_Working data_.
----------------

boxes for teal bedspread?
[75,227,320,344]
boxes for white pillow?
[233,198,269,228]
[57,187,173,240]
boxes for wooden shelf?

----------------

_Challenge_.
Please reproduce every one of the records above verbatim, keeping each line as it appears.

_Exercise result_.
boxes for teal bedspread?
[75,227,320,344]
boxes for white pillow?
[233,198,269,228]
[57,187,173,240]
boxes for wooden shelf?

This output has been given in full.